### Extract provided
Files
flyer-crawler.projectium.com/docs/subagents/DATABASE-GUIDE.md
Torben Sorensen 45ac4fccf5
Some checks failed
Deploy to Test Environment / deploy-to-test (push) Failing after 2m15s
comprehensive documentation review + test fixes
2026-01-28 16:35:38 -08:00

432 lines
13 KiB
Markdown

# Database Subagent Guide
This guide covers two database-focused subagents:
- **db-dev**: Database development - schemas, queries, migrations, optimization
- **db-admin**: Database administration - PostgreSQL/Redis admin, security, backups
## Quick Reference
| Aspect | db-dev | db-admin |
| ---------------- | -------------------------------------------- | ------------------------------------------ |
| **Primary Use** | Schemas, queries, migrations | Performance tuning, backups, security |
| **Key Files** | `src/services/db/*.db.ts`, `sql/migrations/` | `postgresql.conf`, `pg_hba.conf` |
| **Key ADRs** | ADR-034 (Repository), ADR-002 (Transactions) | ADR-019 (Backups), ADR-050 (Observability) |
| **Test Command** | `podman exec -it flyer-crawler-dev npm test` | N/A |
| **MCP Tool** | `mcp__devdb__query` | SSH to production |
| **Delegate To** | `coder` (service layer), `db-admin` (perf) | `devops` (infrastructure) |
## Understanding the Difference
| Aspect | db-dev | db-admin |
| --------------- | ----------------------------------- | ------------------------------------- |
| **Focus** | Application database code | Infrastructure and operations |
| **Tasks** | Queries, migrations, repositories | Performance tuning, backups, security |
| **Output** | SQL migrations, repository methods | Configuration, monitoring scripts |
| **When to Use** | Adding features, optimizing queries | Production issues, capacity planning |
## The db-dev Subagent
### When to Use
Use the **db-dev** subagent when you need to:
- Design new database tables or modify existing ones
- Write SQL queries or optimize existing ones
- Create database migrations
- Implement repository pattern methods
- Fix N+1 query problems
- Add indexes for performance
- Work with PostGIS spatial queries
### What db-dev Knows
The db-dev subagent has deep knowledge of:
- Project database schema (`sql/master_schema_rollup.sql`)

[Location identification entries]
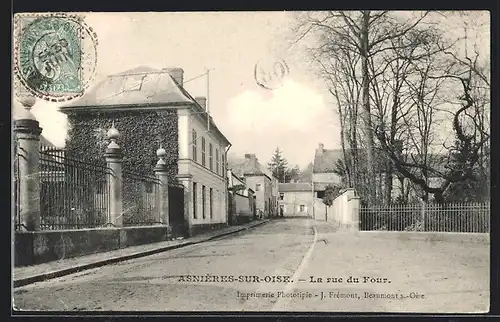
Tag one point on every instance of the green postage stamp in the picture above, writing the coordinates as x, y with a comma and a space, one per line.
55, 55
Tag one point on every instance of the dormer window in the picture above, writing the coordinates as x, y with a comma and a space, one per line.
133, 83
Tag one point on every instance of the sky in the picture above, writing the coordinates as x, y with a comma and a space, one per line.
295, 117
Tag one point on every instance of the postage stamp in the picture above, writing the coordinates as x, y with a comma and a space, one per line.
55, 55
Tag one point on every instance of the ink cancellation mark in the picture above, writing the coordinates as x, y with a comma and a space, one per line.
270, 73
55, 55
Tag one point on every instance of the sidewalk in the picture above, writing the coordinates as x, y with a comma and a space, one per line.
36, 273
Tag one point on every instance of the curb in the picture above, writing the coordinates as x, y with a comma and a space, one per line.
66, 271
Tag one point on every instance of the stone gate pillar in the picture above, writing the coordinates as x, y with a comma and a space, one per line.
114, 160
27, 133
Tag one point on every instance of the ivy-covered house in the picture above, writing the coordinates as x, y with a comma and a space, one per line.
150, 107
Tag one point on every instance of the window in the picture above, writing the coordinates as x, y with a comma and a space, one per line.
195, 150
211, 203
203, 152
211, 157
133, 83
203, 201
195, 199
217, 161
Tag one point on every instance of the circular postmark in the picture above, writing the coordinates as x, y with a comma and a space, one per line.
55, 56
270, 73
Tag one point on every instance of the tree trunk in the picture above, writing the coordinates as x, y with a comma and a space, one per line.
366, 107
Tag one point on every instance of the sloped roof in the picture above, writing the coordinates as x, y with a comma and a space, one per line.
248, 166
325, 162
140, 86
294, 187
46, 143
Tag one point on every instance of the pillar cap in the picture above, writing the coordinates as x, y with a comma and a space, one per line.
113, 133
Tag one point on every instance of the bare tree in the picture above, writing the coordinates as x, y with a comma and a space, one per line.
364, 34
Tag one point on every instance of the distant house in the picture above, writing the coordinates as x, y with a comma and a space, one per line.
325, 173
150, 107
259, 180
296, 199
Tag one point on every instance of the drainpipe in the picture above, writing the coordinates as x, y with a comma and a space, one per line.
226, 182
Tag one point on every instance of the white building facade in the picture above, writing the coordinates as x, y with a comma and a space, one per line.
202, 168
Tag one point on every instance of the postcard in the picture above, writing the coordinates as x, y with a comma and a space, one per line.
319, 161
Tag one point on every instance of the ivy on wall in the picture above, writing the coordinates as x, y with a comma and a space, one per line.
141, 133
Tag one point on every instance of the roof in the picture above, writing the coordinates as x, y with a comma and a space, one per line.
326, 162
46, 143
140, 86
248, 166
294, 187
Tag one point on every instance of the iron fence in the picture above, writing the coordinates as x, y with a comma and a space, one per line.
141, 203
74, 193
450, 217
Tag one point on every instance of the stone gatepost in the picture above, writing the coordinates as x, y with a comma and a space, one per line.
27, 133
161, 175
114, 160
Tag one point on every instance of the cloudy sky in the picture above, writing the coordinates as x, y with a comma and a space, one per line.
295, 117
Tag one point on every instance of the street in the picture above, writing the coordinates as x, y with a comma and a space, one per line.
291, 264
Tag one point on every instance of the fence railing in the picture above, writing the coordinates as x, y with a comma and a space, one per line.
74, 193
57, 189
140, 199
450, 217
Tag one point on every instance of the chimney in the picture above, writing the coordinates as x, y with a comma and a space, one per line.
321, 148
202, 101
177, 74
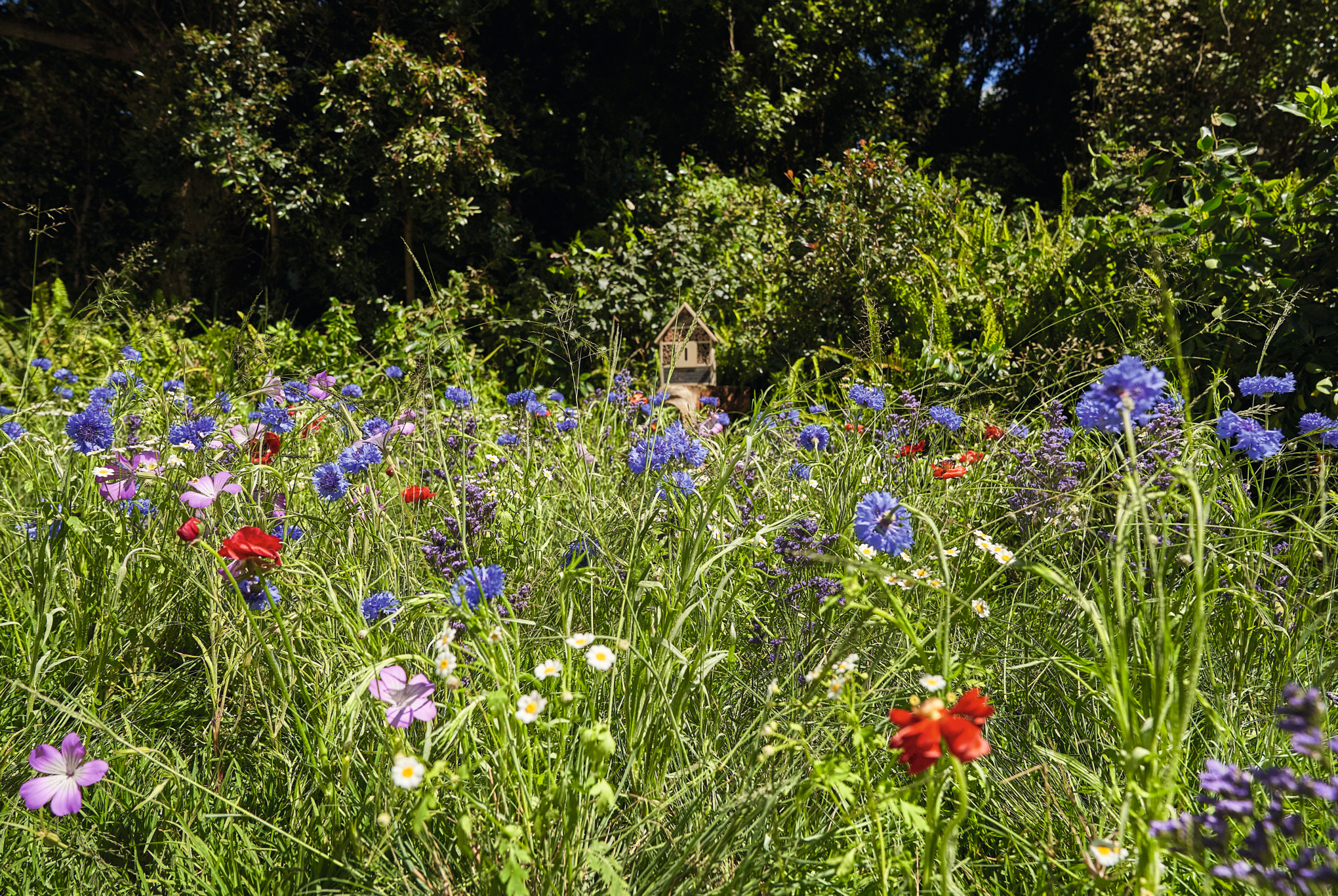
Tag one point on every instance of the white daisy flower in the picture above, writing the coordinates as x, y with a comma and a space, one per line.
529, 706
599, 657
446, 664
1107, 853
407, 772
933, 683
548, 669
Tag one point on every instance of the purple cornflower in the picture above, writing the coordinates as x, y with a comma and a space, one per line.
1250, 435
359, 457
1045, 475
380, 605
91, 430
63, 773
883, 523
1127, 386
409, 699
814, 438
207, 490
478, 583
329, 483
274, 415
867, 397
945, 417
1267, 386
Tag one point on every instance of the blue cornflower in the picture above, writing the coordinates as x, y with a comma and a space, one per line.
814, 438
883, 523
581, 553
945, 417
1124, 386
383, 603
459, 395
1267, 386
359, 457
256, 596
867, 397
275, 417
1326, 428
478, 583
91, 430
329, 483
676, 485
294, 391
521, 397
289, 533
1251, 436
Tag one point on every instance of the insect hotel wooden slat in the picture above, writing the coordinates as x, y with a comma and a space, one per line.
687, 351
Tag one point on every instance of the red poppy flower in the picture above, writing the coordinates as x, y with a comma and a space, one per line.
189, 531
265, 449
912, 450
315, 426
922, 731
252, 548
418, 494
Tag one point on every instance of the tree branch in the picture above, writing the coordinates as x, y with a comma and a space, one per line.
87, 45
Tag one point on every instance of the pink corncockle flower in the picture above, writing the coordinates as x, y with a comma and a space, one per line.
317, 386
209, 489
63, 772
409, 700
119, 483
245, 435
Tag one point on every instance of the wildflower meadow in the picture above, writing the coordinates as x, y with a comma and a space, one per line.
390, 628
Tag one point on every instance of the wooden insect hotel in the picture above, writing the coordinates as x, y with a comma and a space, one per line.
687, 351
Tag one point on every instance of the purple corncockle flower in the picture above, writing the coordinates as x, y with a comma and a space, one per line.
62, 775
118, 485
409, 699
317, 386
209, 489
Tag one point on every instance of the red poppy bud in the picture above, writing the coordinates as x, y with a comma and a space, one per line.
189, 531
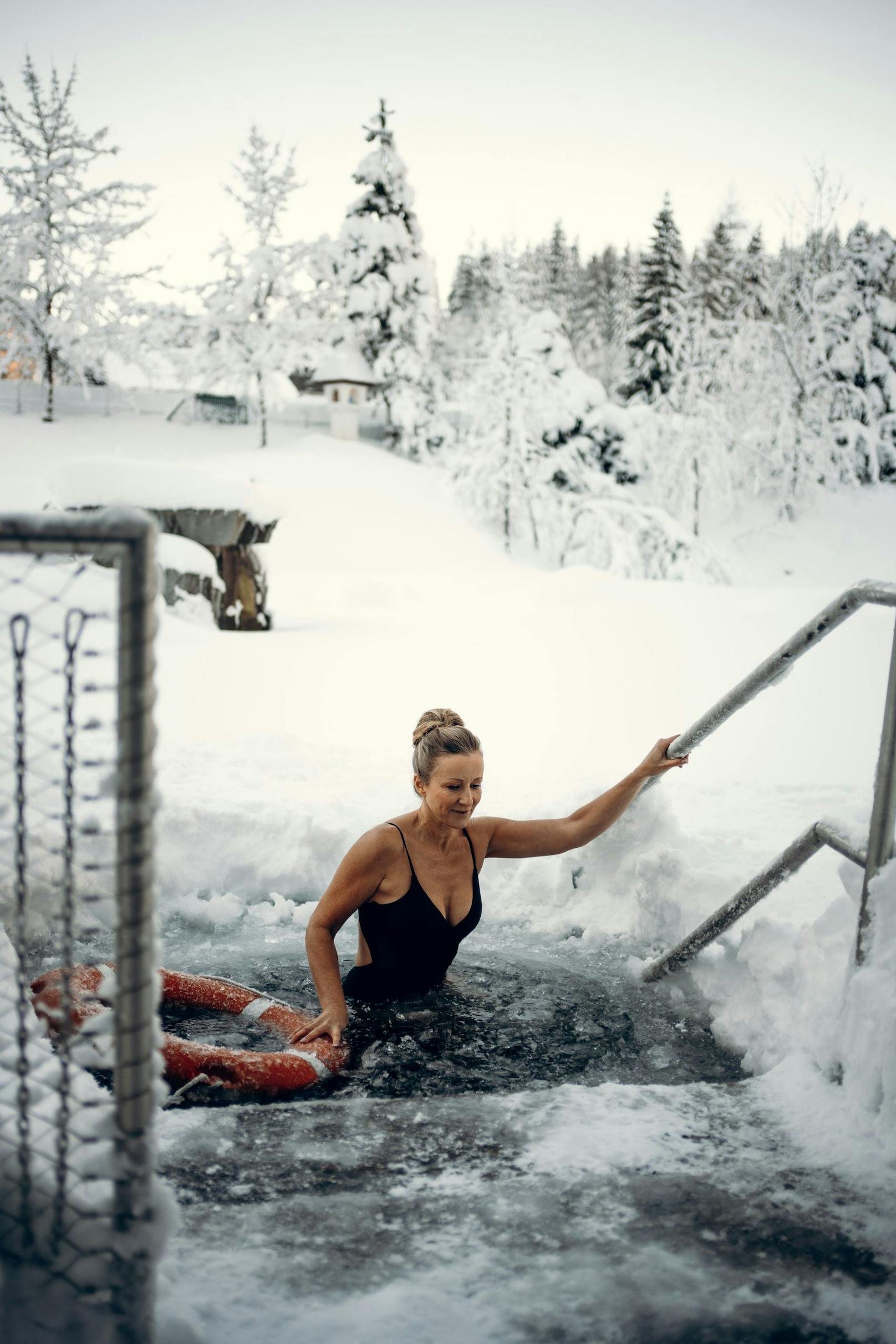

### The tasks
a. Count the lines in the records that contain the string "stone", treating uppercase and lowercase as different, and give only the number.
b. Write the next part of the database subagent guide, starting after its final line.
The database subagent guide and the records are unrelated to each other.

### Outputs
a. 2

b.
- Repository pattern standards (ADR-034)
- Transaction management (ADR-002)
- PostgreSQL-specific features (PostGIS, pg_trgm, etc.)
- Schema synchronization requirements
### Schema Synchronization (Critical)
> **Schema files MUST stay synchronized:**
>
> | File | Purpose |
> | ------------------------------ | --------------------------------- |
> | `sql/master_schema_rollup.sql` | Test DB setup, complete reference |
> | `sql/initial_schema.sql` | Fresh install schema |
> | `sql/migrations/*.sql` | Production incremental changes |
When db-dev creates a migration, it will also update the schema files.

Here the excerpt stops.